[Start of EXCERPTED DATA]

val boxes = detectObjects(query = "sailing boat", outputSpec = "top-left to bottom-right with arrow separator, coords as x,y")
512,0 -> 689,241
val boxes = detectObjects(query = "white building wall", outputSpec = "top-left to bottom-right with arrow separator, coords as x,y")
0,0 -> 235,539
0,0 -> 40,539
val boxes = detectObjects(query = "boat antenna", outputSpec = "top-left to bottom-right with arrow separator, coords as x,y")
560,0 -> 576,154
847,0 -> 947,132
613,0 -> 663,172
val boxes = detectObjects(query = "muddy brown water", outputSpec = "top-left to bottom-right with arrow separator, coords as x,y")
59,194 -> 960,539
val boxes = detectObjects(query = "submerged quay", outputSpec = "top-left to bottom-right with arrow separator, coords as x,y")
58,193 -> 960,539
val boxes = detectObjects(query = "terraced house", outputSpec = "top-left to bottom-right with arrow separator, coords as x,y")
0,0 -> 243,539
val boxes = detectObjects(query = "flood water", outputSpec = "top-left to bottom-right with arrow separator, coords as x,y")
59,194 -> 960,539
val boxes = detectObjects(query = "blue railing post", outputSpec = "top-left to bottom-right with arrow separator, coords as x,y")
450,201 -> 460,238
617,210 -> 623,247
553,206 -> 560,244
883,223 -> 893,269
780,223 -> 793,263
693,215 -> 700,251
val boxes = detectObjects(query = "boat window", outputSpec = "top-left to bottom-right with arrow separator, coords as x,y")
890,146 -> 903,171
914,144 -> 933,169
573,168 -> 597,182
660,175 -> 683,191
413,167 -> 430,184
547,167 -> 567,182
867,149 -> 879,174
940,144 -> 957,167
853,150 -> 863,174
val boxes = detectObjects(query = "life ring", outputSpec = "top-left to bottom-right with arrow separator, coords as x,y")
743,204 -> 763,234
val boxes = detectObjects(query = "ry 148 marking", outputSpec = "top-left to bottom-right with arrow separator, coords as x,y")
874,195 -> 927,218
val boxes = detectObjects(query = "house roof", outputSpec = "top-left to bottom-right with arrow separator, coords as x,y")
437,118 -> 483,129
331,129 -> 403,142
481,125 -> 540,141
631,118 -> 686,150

[End of EXCERPTED DATA]

## WHAT NEEDS TO BE DONE
Convert the rows above into a two-column CSV with the header call,boxes. Give one line per request, with the request text in call and its answer in boxes, each in a single quoted field with line breaks replaced by spaces.

## EXERCISE SOLUTION
call,boxes
"val boxes = detectObjects(query = ""sailing boat"", outputSpec = ""top-left to bottom-right with arrow separator, coords as x,y"")","512,0 -> 689,241"
"val boxes = detectObjects(query = ""white building wall"", outputSpec = ""top-left to bottom-right with arrow separator, coords as x,y"")","0,0 -> 235,539 0,0 -> 40,539"
"val boxes = detectObjects(query = ""boat antenna"", outputSpec = ""top-left to bottom-right with arrow separator, coords as x,y"")","560,0 -> 576,154 847,0 -> 947,132 613,0 -> 663,172"
"val boxes = detectObjects(query = ""muddy brown water"", outputSpec = ""top-left to bottom-right with arrow separator, coords as x,y"")","59,194 -> 960,539"
"val boxes = detectObjects(query = ""submerged quay"", outputSpec = ""top-left to bottom-right with arrow separator, coords as x,y"")","58,193 -> 960,539"
"val boxes = detectObjects(query = ""terraced house"", outputSpec = ""top-left to bottom-right with arrow separator, coords as x,y"")","0,0 -> 243,539"
"val boxes = detectObjects(query = ""flood water"", outputSpec = ""top-left to bottom-right with arrow separator, coords as x,y"")","59,194 -> 960,539"
"val boxes = detectObjects(query = ""blue railing post"", outputSpec = ""top-left to bottom-right with arrow separator, coords as x,y"")","450,201 -> 460,238 617,210 -> 623,247 553,206 -> 560,244 883,223 -> 893,269 780,223 -> 793,263 693,215 -> 700,251"
"val boxes = detectObjects(query = ""boat window"", outputSpec = ""top-left to bottom-right with arrow separator, coords as x,y"")","890,146 -> 903,171 914,144 -> 933,169 573,168 -> 597,182 660,175 -> 683,191 413,167 -> 430,184 547,167 -> 567,182 867,149 -> 879,174 940,144 -> 957,167 853,150 -> 863,174"
"val boxes = detectObjects(query = ""life ring"", outputSpec = ""top-left to bottom-right with arrow separator, coords as x,y"")","743,204 -> 763,234"
"val boxes = detectObjects(query = ""ry 148 marking"", outputSpec = ""top-left to bottom-right with arrow separator, coords as x,y"")","874,195 -> 927,218"
"val boxes = detectObjects(query = ""house roof"", outputSpec = ""top-left to bottom-right with arrow separator, coords as x,y"")","437,118 -> 483,129 331,129 -> 403,142 481,125 -> 540,141 631,118 -> 686,150"